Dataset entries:
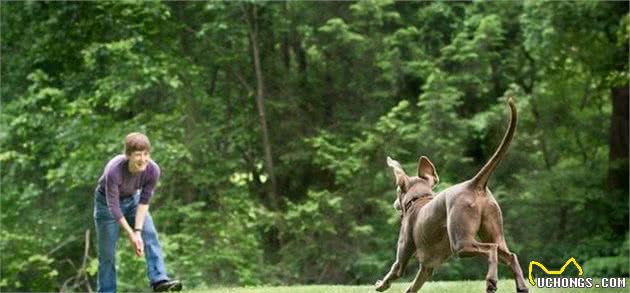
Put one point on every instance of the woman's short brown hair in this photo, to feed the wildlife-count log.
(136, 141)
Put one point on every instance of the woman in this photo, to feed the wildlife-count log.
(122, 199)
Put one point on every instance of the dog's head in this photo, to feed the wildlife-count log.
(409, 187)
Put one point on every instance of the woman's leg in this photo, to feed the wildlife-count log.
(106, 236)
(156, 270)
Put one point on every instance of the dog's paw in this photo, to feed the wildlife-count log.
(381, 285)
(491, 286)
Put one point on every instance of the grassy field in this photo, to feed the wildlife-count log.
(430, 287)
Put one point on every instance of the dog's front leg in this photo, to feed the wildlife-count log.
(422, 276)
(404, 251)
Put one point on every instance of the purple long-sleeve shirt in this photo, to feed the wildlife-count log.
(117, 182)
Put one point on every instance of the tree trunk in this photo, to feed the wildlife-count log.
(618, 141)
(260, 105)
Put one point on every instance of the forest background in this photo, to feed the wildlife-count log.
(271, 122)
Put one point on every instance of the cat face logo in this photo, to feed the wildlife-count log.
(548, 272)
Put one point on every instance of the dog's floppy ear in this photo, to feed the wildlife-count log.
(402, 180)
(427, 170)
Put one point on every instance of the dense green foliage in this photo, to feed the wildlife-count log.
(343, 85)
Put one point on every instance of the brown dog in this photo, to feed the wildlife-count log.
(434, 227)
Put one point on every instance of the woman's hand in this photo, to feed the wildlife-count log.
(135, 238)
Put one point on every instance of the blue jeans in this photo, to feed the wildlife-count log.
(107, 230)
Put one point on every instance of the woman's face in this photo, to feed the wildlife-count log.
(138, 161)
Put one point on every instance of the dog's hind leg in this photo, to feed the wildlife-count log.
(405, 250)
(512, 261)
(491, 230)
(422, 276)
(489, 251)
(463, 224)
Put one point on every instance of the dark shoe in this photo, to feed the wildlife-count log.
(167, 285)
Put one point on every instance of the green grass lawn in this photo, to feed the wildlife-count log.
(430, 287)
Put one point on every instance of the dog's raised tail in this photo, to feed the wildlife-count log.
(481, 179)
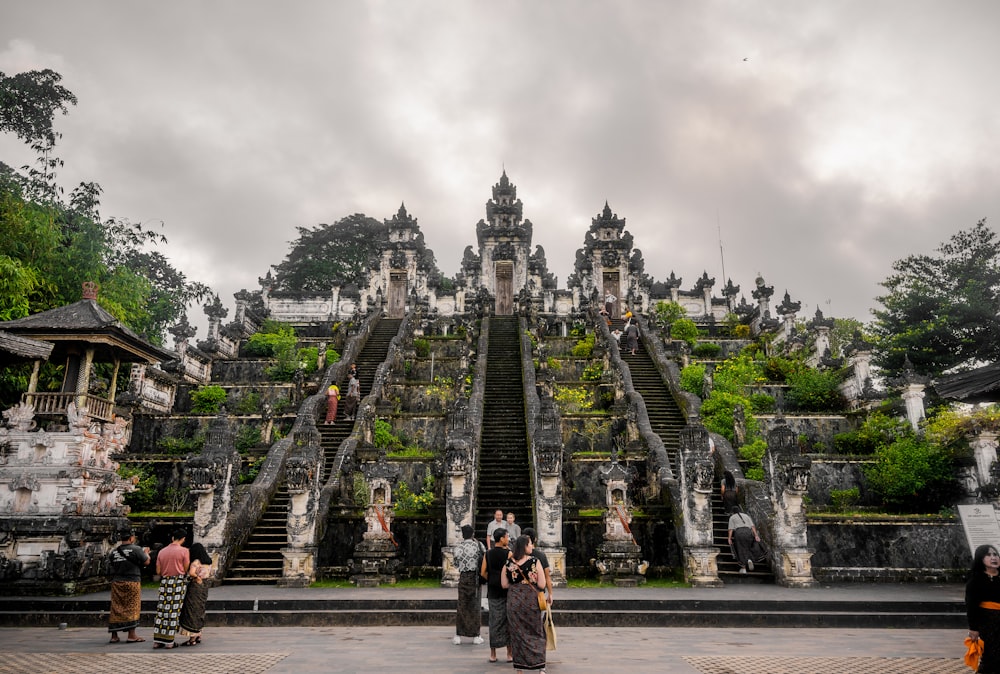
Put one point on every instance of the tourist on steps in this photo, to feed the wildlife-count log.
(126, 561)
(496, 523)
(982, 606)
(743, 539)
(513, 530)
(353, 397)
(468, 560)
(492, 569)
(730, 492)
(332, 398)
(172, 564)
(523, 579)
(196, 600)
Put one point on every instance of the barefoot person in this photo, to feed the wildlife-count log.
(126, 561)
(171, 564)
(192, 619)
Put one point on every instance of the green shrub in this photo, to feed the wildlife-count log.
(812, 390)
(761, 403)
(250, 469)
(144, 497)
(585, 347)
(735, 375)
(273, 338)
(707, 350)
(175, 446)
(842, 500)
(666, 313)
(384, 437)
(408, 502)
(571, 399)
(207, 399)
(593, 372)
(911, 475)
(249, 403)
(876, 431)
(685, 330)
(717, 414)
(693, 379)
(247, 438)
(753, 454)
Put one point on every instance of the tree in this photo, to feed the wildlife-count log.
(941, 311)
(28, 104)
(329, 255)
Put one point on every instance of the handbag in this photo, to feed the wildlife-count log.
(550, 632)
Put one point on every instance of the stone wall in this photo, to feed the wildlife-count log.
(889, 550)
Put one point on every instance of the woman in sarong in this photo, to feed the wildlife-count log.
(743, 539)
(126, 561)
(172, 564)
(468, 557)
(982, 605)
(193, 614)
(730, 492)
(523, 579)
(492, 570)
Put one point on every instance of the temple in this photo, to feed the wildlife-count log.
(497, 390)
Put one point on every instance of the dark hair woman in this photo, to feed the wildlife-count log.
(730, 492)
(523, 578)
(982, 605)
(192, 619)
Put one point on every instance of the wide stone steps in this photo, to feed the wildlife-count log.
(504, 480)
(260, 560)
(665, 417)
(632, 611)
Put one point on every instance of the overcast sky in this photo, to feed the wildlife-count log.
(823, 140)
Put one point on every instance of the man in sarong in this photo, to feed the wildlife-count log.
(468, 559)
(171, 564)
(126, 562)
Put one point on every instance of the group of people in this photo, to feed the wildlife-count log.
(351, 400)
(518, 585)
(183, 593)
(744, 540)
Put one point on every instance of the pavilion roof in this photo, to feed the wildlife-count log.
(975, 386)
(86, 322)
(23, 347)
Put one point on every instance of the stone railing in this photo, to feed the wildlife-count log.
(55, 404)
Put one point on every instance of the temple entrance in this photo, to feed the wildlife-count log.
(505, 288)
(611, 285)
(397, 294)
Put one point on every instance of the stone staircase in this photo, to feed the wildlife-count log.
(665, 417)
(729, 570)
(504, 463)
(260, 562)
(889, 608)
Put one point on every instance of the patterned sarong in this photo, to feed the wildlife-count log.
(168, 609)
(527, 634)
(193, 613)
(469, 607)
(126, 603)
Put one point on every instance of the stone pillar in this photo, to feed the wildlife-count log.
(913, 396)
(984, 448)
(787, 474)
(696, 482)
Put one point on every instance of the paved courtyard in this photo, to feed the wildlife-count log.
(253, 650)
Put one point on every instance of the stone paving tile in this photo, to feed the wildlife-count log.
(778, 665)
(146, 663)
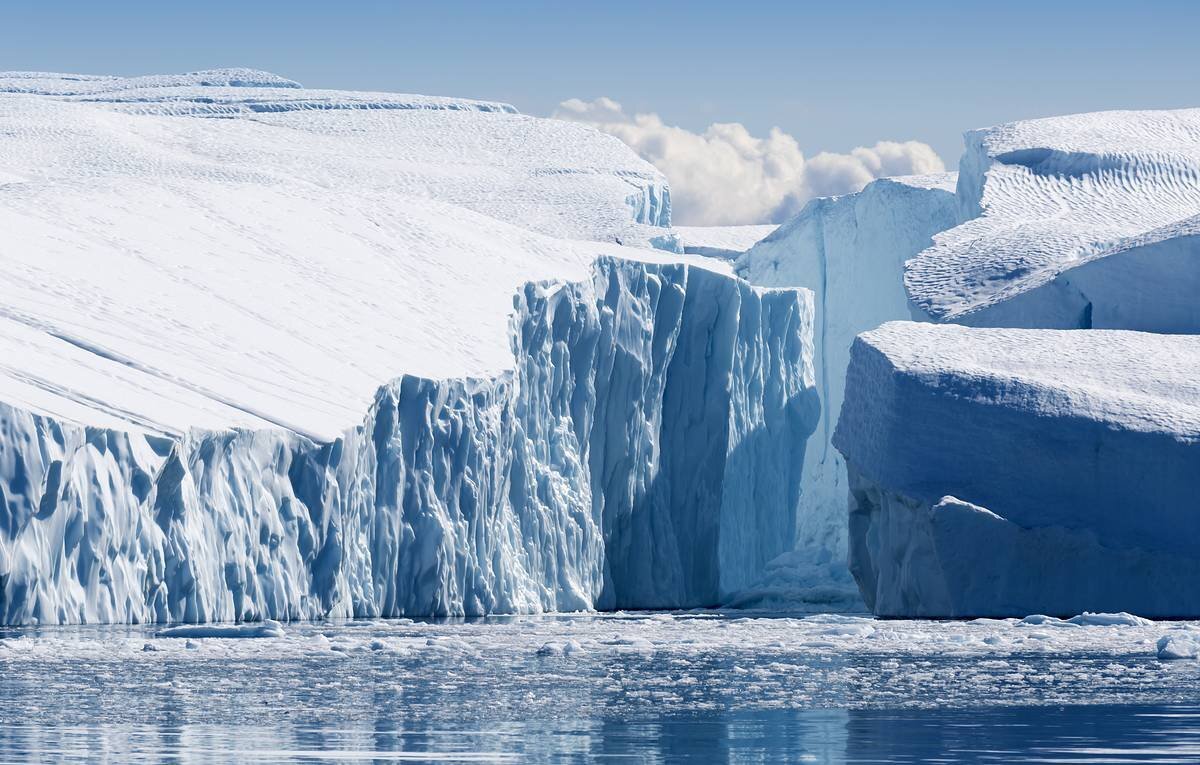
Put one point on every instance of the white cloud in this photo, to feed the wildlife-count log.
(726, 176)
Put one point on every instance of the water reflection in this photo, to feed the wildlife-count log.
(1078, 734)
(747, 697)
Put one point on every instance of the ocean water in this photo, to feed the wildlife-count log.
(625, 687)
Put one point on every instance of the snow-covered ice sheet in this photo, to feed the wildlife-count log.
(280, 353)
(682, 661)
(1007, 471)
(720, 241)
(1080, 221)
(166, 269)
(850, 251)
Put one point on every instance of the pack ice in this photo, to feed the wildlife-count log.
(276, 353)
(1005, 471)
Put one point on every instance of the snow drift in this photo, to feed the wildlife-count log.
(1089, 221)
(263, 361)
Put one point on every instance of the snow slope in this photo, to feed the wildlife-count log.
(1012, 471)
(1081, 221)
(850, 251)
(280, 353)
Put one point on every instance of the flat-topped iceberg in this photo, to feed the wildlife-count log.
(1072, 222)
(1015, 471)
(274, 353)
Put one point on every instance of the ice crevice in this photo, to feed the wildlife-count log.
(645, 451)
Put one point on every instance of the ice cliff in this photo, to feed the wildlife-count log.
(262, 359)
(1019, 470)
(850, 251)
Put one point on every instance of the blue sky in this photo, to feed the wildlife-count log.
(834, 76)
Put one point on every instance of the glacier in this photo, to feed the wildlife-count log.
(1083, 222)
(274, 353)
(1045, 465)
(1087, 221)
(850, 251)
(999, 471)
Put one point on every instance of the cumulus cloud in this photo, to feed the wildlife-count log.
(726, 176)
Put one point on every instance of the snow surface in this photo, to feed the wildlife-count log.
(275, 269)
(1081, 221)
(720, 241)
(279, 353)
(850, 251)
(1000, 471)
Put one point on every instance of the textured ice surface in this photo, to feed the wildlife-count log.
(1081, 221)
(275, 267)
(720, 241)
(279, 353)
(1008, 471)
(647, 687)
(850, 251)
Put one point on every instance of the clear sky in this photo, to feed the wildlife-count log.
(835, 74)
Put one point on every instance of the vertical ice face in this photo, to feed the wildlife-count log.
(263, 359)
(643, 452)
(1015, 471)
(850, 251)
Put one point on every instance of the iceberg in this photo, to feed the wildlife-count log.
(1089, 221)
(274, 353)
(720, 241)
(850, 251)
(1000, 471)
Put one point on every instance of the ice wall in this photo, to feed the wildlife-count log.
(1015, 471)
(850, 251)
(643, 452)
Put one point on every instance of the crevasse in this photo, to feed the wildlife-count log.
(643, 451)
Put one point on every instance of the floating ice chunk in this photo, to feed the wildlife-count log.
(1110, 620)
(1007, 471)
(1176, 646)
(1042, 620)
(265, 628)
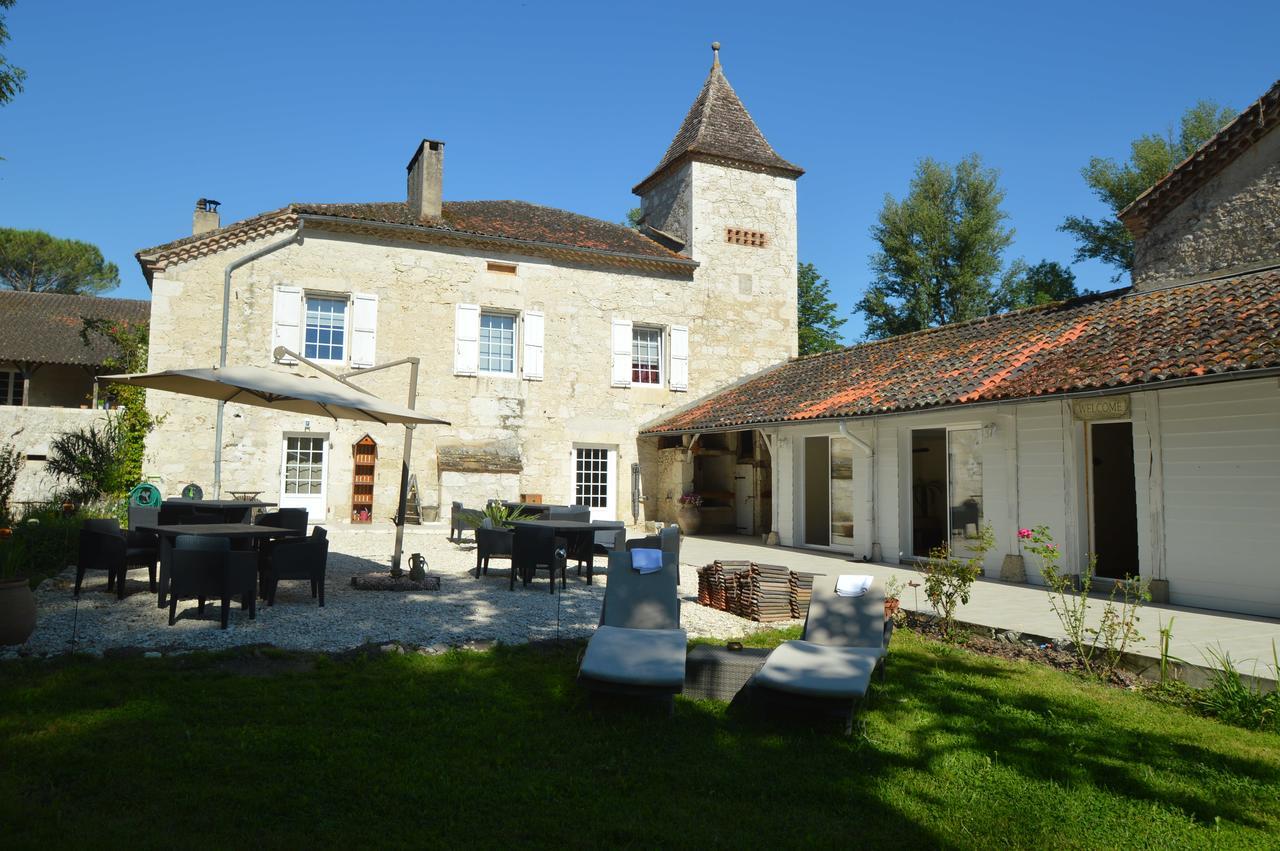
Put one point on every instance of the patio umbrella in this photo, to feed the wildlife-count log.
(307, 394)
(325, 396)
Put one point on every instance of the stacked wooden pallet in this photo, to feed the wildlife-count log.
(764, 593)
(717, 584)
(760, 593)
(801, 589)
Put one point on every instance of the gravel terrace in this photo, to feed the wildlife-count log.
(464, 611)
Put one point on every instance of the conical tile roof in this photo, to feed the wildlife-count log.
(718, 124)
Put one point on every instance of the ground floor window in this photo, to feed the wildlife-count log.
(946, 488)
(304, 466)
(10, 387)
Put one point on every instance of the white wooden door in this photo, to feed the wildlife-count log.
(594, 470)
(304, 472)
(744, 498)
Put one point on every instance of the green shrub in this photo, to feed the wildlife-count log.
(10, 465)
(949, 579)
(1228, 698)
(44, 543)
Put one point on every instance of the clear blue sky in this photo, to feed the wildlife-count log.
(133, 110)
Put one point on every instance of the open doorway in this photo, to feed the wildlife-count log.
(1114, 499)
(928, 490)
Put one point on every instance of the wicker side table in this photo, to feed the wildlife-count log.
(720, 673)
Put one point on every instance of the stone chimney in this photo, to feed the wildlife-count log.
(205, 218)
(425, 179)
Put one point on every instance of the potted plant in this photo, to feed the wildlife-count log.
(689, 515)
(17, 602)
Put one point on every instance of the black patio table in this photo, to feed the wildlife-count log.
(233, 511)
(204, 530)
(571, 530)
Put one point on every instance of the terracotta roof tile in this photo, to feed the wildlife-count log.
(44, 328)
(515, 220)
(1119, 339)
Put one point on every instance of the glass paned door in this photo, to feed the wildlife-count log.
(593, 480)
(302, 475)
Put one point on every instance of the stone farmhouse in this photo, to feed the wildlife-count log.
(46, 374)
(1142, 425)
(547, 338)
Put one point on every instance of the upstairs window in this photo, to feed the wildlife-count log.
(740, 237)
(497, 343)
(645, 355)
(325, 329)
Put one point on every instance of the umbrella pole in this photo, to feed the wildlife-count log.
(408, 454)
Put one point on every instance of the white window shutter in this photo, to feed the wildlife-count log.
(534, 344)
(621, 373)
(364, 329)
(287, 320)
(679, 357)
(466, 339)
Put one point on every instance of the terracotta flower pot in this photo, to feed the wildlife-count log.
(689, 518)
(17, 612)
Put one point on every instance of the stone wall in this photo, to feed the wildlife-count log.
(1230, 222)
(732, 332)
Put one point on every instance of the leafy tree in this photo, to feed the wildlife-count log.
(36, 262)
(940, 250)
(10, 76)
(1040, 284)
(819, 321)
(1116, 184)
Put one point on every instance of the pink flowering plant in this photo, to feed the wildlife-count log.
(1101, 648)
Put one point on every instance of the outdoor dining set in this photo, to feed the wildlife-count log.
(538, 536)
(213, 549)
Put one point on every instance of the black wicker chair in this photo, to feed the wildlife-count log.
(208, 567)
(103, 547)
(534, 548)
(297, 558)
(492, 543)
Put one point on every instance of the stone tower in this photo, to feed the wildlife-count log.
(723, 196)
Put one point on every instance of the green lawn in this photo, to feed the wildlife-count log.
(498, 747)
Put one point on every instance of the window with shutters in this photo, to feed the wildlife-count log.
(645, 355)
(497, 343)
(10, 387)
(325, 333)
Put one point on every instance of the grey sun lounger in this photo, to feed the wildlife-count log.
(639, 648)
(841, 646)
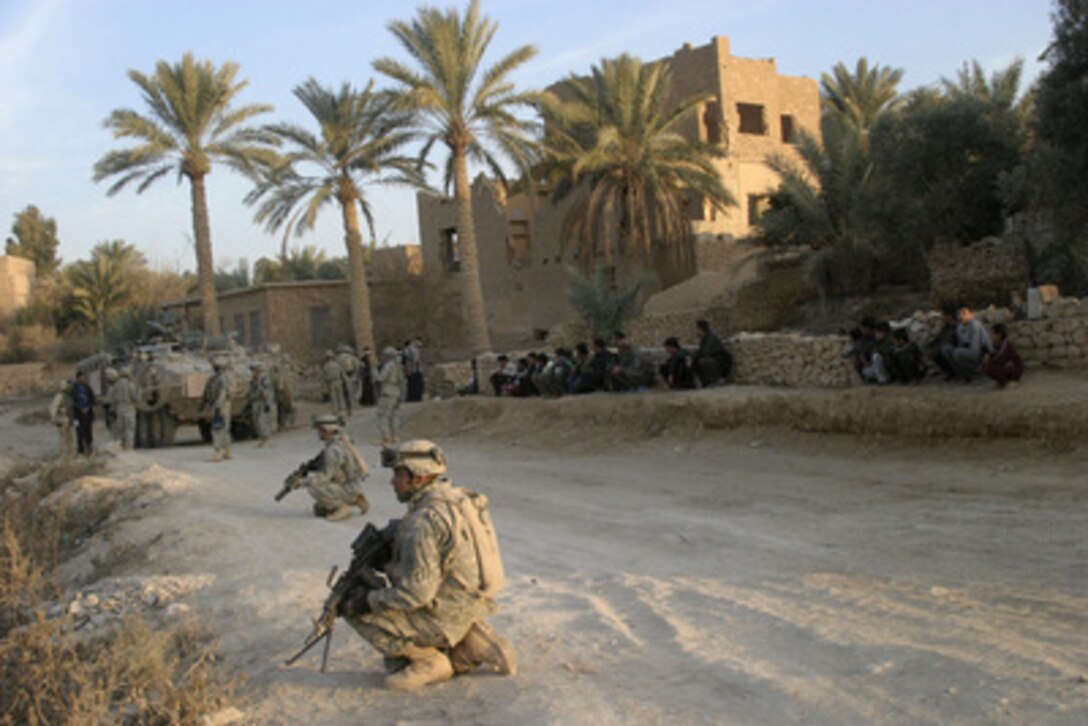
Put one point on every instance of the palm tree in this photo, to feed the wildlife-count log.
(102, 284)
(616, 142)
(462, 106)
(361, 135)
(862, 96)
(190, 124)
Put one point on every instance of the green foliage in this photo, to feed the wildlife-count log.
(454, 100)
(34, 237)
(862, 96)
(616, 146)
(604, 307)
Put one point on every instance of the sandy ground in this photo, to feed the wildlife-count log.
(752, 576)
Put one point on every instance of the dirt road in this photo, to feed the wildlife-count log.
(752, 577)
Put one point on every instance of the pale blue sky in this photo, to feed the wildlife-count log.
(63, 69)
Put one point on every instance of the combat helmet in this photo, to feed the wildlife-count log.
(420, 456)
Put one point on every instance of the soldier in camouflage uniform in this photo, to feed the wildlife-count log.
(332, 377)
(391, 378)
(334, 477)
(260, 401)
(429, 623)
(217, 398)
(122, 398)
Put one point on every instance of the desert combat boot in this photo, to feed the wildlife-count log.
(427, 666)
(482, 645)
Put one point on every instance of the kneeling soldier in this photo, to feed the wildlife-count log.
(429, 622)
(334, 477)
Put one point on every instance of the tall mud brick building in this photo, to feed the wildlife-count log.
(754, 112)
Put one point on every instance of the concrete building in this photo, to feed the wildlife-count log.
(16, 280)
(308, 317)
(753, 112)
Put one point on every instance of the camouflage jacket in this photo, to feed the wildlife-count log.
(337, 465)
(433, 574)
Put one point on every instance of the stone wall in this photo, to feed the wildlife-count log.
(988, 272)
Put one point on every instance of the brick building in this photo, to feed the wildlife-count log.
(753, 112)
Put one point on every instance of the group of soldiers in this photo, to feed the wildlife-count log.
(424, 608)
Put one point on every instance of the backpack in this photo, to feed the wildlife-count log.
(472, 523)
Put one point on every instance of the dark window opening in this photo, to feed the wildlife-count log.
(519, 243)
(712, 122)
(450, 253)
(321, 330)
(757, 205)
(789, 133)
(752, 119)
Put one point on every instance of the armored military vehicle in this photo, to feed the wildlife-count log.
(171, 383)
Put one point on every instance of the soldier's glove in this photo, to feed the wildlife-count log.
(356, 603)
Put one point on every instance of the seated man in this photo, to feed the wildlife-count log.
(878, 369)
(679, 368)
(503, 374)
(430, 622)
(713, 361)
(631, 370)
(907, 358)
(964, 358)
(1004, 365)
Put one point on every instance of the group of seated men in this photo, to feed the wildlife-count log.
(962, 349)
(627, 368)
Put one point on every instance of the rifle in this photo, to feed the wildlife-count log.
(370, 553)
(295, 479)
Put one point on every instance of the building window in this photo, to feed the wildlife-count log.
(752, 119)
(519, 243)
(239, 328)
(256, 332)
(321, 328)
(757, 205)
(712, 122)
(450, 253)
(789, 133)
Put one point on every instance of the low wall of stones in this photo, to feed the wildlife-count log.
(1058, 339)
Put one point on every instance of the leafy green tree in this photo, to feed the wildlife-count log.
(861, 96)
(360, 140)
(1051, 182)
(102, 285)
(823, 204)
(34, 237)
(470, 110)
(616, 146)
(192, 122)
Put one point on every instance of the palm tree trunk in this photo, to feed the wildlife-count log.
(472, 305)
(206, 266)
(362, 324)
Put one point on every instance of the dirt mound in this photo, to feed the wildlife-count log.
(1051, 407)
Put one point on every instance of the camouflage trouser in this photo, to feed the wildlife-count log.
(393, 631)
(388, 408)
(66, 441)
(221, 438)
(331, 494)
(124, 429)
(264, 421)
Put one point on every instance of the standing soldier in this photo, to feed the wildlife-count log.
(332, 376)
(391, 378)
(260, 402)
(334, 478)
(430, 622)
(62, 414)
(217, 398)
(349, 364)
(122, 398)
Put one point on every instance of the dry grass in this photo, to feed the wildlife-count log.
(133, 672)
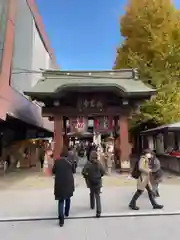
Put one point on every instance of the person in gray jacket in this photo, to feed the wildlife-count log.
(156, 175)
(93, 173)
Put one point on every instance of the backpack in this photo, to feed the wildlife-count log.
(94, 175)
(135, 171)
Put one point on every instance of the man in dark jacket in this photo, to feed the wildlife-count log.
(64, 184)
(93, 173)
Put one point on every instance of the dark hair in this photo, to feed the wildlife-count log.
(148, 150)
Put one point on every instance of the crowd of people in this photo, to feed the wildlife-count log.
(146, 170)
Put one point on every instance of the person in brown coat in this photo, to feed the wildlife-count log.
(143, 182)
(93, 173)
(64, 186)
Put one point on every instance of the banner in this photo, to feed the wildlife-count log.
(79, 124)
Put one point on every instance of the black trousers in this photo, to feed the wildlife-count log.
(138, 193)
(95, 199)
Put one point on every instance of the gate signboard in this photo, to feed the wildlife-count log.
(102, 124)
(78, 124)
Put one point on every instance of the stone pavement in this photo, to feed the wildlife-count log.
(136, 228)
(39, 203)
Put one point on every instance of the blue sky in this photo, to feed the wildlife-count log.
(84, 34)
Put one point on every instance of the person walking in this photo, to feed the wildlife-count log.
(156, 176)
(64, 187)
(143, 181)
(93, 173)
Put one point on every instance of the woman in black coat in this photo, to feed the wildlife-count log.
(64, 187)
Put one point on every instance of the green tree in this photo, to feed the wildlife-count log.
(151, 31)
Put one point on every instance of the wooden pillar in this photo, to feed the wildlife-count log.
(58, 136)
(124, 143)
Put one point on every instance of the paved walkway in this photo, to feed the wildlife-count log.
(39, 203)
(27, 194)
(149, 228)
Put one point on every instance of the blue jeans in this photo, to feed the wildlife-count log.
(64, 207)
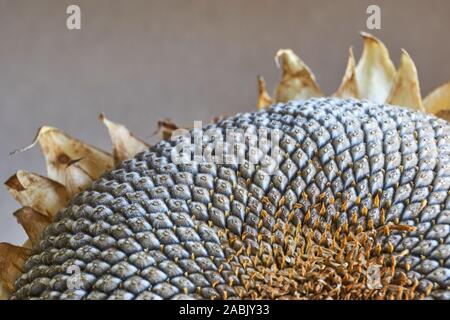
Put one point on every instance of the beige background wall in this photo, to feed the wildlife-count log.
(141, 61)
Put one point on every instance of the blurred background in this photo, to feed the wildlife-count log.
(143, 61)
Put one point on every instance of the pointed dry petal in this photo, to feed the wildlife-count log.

● Do this:
Pictures aside, set down the lines from the one containing "Put one point on every instance of the person walking" through the end of the records above, exactly and only those.

● The completed task:
Put one point on every instance of the person walking in this photo, to feed the wildlife-count log.
(156, 176)
(64, 187)
(143, 181)
(93, 173)
Put one point on every instance of the woman in black coat in this photo, to feed the wildlife-count log.
(64, 187)
Put one point on every instance of the green tree in this photo, to feed the wildlife-count log.
(151, 31)
Put one point on every instance of the wooden pillar in this photo, to feed the wildlife-count log.
(58, 136)
(124, 143)
Put one point on every instance of the paved walkway in this photo, to feed the wildlife-count log.
(39, 203)
(27, 194)
(149, 228)
Put one point on every instance of the blue jeans in this photo, to feed the wildlife-count log.
(64, 207)
Put one point on every instance of the beige background wall in this photo, to feed the wildlife-count log.
(141, 61)
Put one point on every instance of the blurred background in this photo, to feed the wildlife-count log.
(143, 61)
Put one point on every instance of the pointed dry petal in this photo, to feed the wildlife-count log.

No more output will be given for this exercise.